EXTRACTED DATA START

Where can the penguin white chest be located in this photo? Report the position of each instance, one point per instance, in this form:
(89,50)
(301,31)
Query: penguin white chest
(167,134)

EXTRACTED DATA END

- ACTIVITY -
Set down the whole listing once more, precisely as written.

- OUTPUT OF THE EXERCISE -
Where can the penguin white chest be located in this photo? Report the position of each instance, one point per instance, in this form:
(89,50)
(301,31)
Query: penguin white chest
(167,134)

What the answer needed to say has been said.